(Given task 1): In the passage on the term "National Policy," rewrite the text from "The first use" up to and including "of protective tariffs.", putting "Reciprocity Agreement" in place of "Reciprocity Treaty".
(Given task 2): According to the passage on the term "National Policy," for which commission were scholars writing in the 1930s when they outlined a tripartite "national policy"?
(Given task 3): Summarize the passage on the term "National Policy" in two sentences.

(Given text):

The first use of the term seems to be that recorded in the House of Commons Debates in 1869. Here it meant a new economic policy for Canada necessitated by the American failure to renew the Reciprocity Treaty. During the next decade of debate and use by politicians, the term achieved a generally recognized meaning in capitalized form as a policy of protective tariffs.
The earliest historians tended to define "National Policy" much as did the politicians. A significant exception, however, was J. C. Hopkins who, in defending the "National Policy" from its critics near the end of the century, argued that it should be judged as including not only the tariff but other policies such as the building of railways and the encouragement of settlement in the Northwest. Hopkins' broader definition of the term did not become popular until the 1930's when the scholars writing for the Rowell-Sirois Commission outlined a tripartite "national policy" as a central theme in Canadian economic development. Donald Creighton employed the capitalized term in describing these policies and associating their origin with his hero, Sir John A . Macdonald.
In examining the advantages and defects of the "National Policy" for Canada, historians have tended toward an ever broadening usage of the term. Economic historians, such as V. C. Fowke, have tended to see an economically determined "national policy" evolving well before Confederation and providing the most important factor in Canadian economic development. Even the severest critics of "National Policy" such as J. H. Dales, who questioned its ultimate benefit for Canadian development, accepted the existence and importance of a tripartite "National Policy".

Items from a dataset

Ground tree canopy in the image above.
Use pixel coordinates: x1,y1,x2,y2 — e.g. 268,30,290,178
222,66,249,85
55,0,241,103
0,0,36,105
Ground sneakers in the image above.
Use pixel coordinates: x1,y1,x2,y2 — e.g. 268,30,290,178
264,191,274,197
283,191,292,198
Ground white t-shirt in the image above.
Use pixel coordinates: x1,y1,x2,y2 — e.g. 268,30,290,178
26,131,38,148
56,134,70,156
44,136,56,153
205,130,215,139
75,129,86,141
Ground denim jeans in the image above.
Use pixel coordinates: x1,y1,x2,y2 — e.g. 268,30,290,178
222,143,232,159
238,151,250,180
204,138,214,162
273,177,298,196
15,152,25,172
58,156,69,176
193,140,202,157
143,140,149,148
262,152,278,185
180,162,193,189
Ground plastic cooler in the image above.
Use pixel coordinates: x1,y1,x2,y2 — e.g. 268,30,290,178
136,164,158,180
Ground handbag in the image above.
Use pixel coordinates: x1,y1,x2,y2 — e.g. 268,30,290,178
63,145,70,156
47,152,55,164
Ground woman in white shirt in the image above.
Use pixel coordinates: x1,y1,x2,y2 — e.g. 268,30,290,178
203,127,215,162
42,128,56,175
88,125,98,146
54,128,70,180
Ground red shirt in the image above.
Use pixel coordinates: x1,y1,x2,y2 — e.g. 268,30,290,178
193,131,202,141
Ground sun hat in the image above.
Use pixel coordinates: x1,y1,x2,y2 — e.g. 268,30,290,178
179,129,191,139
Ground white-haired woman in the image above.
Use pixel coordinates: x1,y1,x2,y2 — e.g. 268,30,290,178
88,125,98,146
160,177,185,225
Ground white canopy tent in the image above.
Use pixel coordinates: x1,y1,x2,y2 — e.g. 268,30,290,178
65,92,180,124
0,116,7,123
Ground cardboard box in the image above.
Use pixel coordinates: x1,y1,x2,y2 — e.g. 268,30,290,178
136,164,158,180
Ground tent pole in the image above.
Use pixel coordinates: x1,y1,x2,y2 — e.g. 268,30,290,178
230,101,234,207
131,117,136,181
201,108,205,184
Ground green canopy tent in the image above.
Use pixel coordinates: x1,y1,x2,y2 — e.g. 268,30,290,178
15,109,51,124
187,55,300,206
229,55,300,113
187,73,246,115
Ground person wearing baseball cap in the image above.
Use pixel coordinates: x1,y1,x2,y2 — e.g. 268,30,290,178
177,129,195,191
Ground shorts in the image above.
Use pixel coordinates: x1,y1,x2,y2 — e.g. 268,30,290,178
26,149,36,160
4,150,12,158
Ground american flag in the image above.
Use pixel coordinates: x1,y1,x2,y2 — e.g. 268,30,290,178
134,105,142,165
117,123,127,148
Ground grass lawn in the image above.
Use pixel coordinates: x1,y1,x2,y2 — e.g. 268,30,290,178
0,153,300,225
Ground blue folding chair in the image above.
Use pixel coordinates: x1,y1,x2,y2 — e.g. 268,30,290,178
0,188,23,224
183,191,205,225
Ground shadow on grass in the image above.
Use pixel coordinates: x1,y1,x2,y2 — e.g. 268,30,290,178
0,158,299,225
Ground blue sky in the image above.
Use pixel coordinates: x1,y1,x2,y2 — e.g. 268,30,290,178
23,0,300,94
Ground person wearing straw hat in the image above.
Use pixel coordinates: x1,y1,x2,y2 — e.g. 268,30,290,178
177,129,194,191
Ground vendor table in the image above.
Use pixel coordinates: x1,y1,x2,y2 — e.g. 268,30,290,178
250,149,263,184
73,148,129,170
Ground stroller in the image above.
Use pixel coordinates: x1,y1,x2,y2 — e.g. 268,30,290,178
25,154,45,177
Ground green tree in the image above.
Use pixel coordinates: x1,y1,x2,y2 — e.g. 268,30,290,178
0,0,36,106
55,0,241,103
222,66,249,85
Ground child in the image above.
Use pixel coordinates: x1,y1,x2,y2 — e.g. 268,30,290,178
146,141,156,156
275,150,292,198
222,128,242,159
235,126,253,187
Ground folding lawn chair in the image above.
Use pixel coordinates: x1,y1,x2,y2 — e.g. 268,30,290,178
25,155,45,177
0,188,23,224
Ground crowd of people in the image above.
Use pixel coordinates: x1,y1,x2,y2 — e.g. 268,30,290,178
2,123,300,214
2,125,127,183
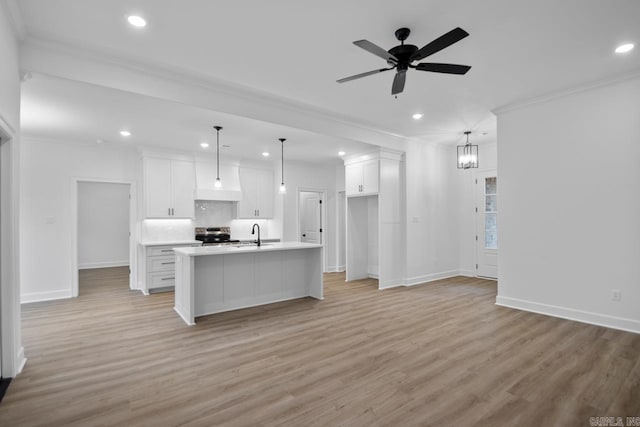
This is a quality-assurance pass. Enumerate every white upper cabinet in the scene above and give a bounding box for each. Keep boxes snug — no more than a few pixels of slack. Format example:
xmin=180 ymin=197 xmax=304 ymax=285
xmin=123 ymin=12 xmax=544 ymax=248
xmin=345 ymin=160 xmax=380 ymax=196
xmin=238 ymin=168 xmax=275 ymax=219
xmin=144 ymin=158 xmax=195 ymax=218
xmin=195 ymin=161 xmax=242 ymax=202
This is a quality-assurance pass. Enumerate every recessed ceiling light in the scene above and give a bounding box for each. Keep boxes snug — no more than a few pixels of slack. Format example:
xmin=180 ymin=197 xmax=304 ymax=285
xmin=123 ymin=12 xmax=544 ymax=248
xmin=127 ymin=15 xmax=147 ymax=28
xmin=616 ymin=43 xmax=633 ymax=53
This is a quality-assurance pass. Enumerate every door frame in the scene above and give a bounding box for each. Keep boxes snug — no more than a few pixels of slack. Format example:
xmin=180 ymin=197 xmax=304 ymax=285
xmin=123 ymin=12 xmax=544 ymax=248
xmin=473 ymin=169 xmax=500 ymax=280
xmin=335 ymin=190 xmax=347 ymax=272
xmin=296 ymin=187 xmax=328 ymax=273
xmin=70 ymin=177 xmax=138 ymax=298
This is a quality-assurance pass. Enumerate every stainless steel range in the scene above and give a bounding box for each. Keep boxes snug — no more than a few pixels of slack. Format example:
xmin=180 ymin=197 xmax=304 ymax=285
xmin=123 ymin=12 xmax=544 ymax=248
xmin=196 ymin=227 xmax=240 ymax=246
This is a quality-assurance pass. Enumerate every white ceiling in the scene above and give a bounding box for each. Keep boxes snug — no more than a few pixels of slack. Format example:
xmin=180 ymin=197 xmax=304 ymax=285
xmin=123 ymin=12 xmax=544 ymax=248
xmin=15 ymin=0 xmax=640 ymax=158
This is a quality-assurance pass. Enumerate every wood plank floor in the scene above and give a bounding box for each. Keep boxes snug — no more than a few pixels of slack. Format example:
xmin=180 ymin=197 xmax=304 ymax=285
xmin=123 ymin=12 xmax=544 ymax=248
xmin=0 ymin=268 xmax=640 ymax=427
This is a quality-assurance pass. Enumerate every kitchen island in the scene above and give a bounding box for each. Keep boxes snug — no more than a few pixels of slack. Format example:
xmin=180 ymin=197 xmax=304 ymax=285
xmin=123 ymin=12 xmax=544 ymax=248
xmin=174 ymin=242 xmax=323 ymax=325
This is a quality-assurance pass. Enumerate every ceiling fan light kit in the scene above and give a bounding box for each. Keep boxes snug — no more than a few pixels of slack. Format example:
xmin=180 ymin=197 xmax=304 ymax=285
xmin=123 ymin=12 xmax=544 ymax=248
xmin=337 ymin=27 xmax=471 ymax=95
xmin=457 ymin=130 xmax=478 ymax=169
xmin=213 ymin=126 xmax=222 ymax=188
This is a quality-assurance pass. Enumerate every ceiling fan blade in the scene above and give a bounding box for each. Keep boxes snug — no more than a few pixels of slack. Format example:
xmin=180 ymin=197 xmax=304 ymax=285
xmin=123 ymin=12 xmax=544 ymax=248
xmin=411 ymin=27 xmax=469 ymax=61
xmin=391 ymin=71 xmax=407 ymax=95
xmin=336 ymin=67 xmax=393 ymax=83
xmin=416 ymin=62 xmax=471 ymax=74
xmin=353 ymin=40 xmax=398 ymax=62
...
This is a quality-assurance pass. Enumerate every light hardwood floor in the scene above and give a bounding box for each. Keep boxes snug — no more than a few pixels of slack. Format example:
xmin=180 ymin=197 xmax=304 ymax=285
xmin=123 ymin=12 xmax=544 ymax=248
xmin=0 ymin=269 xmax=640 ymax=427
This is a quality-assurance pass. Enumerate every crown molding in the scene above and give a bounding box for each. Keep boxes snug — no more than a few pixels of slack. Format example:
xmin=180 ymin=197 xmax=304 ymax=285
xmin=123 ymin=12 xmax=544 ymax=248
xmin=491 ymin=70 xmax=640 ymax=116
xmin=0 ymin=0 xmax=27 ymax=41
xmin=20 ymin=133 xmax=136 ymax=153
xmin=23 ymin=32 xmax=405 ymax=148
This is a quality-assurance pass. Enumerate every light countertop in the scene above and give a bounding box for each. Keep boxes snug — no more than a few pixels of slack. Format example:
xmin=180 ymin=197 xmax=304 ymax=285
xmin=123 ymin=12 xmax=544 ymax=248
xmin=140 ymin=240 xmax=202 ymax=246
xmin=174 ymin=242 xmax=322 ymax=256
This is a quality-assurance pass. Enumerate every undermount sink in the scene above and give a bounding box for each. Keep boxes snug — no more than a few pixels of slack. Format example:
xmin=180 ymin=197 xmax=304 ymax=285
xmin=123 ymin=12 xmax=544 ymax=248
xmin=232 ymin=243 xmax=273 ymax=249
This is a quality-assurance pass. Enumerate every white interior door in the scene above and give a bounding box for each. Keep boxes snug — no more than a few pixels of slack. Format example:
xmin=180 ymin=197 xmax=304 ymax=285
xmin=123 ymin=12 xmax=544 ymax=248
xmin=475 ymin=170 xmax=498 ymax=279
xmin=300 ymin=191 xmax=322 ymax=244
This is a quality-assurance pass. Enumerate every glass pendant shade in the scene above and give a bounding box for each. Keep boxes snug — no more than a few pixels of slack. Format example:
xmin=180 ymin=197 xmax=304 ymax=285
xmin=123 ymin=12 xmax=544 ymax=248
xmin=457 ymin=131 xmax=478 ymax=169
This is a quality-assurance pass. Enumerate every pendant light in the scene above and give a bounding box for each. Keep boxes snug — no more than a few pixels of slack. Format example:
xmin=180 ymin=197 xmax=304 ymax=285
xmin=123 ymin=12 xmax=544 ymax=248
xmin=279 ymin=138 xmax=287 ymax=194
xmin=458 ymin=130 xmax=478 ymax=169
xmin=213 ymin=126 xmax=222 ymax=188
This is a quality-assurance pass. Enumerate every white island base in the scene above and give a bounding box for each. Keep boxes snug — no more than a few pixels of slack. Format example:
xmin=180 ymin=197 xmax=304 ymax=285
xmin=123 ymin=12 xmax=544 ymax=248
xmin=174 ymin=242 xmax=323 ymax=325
==
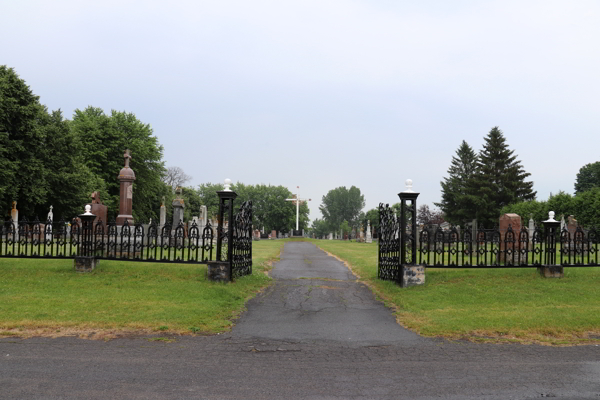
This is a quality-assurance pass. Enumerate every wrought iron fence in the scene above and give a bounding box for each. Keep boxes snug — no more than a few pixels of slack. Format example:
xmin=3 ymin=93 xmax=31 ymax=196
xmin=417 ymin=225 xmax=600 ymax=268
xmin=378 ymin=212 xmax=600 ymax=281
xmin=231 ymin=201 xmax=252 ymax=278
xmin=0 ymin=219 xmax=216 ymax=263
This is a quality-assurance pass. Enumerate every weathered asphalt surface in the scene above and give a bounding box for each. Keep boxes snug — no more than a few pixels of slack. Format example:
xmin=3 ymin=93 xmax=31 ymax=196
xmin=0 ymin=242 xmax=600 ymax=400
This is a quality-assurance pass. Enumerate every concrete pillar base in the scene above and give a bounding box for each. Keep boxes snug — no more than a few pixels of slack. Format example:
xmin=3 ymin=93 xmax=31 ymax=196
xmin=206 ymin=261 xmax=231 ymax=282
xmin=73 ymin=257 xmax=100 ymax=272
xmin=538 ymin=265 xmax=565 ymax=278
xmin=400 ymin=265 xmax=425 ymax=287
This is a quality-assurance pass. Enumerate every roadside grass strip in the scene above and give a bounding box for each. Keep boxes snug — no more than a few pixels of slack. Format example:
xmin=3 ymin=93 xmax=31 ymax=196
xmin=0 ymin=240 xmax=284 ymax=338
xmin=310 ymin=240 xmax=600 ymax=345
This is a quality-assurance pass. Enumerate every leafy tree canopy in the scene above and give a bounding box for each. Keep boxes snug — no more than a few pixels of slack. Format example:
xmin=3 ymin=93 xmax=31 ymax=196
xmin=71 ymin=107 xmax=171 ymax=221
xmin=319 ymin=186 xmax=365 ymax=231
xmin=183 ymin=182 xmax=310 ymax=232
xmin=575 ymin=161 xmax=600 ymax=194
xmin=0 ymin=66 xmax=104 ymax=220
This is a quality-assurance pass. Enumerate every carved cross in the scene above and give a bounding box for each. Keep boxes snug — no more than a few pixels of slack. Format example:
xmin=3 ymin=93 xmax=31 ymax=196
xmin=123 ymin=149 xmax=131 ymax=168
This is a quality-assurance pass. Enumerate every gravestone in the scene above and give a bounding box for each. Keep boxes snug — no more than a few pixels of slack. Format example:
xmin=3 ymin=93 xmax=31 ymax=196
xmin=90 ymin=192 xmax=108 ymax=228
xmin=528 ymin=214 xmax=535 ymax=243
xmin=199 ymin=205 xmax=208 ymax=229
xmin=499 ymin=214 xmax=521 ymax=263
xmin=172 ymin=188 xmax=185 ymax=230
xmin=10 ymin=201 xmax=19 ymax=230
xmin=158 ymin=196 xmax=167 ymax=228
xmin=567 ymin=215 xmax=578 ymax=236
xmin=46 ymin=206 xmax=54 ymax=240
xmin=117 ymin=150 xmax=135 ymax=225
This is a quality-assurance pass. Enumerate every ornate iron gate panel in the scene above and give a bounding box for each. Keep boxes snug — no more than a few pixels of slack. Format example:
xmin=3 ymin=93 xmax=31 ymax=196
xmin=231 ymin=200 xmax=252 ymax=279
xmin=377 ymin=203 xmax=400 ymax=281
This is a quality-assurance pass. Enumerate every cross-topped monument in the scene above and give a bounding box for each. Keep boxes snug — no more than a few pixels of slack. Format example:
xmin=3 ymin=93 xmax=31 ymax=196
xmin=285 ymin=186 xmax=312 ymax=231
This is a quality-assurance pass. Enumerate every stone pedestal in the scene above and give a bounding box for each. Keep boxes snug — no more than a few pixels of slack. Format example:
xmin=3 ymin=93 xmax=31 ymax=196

(Written solution 1):
The first use of the term seems to be that recorded in the House of Commons Debates in 1869. Here it meant a new economic policy for Canada necessitated by the American failure to renew the Reciprocity Agreement. During the next decade of debate and use by politicians, the term achieved a generally recognized meaning in capitalized form as a policy of protective tariffs.

(Written solution 2): The Rowell-Sirois Commission.

(Written solution 3): The term "National Policy" first appeared in Canadian parliamentary debate in 1869 and soon came to mean a policy of protective tariffs. J. C. Hopkins' broader meaning, which took in railways and settlement as well, became popular in the 1930s, and historians have since used the term ever more broadly, with even critics accepting a tripartite "National Policy".